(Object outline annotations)
__________________________________________________

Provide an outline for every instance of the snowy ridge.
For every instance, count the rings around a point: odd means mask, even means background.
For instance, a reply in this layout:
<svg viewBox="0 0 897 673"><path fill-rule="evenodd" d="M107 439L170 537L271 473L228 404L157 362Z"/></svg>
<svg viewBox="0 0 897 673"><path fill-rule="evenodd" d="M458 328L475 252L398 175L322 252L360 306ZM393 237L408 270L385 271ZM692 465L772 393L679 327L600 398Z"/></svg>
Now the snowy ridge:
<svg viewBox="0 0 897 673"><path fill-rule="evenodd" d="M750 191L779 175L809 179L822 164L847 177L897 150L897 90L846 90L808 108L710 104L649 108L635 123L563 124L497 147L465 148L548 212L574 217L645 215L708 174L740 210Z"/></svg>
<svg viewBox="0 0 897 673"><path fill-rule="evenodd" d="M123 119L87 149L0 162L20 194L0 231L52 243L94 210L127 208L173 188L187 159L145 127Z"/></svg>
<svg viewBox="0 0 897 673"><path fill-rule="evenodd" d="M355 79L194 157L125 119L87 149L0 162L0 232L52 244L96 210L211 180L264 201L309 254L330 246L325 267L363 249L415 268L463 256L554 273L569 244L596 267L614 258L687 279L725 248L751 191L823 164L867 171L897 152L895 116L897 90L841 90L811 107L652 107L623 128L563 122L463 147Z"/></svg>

__________________________________________________

§ **STATED PROBLEM**
Rewrite the lines above as a JSON list of strings with one string per line, omitting any blank lines.

§ **RESULT**
[
  "Provide an outline for every instance of the snowy ridge.",
  "For every instance, count the rings around a point: odd means mask, even means background.",
  "For instance, a reply in this layout:",
  "<svg viewBox=\"0 0 897 673\"><path fill-rule=\"evenodd\" d=\"M107 439L170 537L271 473L228 404L157 362Z\"/></svg>",
  "<svg viewBox=\"0 0 897 673\"><path fill-rule=\"evenodd\" d=\"M458 328L475 252L398 175L322 252L360 306ZM393 237L408 270L385 271ZM692 465L772 393L679 327L600 398Z\"/></svg>",
  "Now the snowy ridge:",
  "<svg viewBox=\"0 0 897 673\"><path fill-rule=\"evenodd\" d=\"M750 191L779 175L809 179L822 164L847 177L897 150L897 90L846 90L808 108L710 104L649 108L635 123L563 124L497 147L465 148L548 212L574 217L645 215L708 174L740 210Z\"/></svg>",
  "<svg viewBox=\"0 0 897 673\"><path fill-rule=\"evenodd\" d=\"M123 119L87 149L0 162L20 194L0 231L52 243L94 210L127 208L173 188L187 159L145 127Z\"/></svg>",
  "<svg viewBox=\"0 0 897 673\"><path fill-rule=\"evenodd\" d=\"M355 79L194 157L125 119L87 149L0 162L0 232L52 244L96 210L211 180L264 201L309 254L330 246L325 267L363 249L415 268L463 256L554 273L569 244L596 267L614 258L687 279L725 248L751 191L823 164L867 171L897 152L895 116L897 90L841 90L811 107L652 107L623 128L563 122L463 147Z\"/></svg>"
]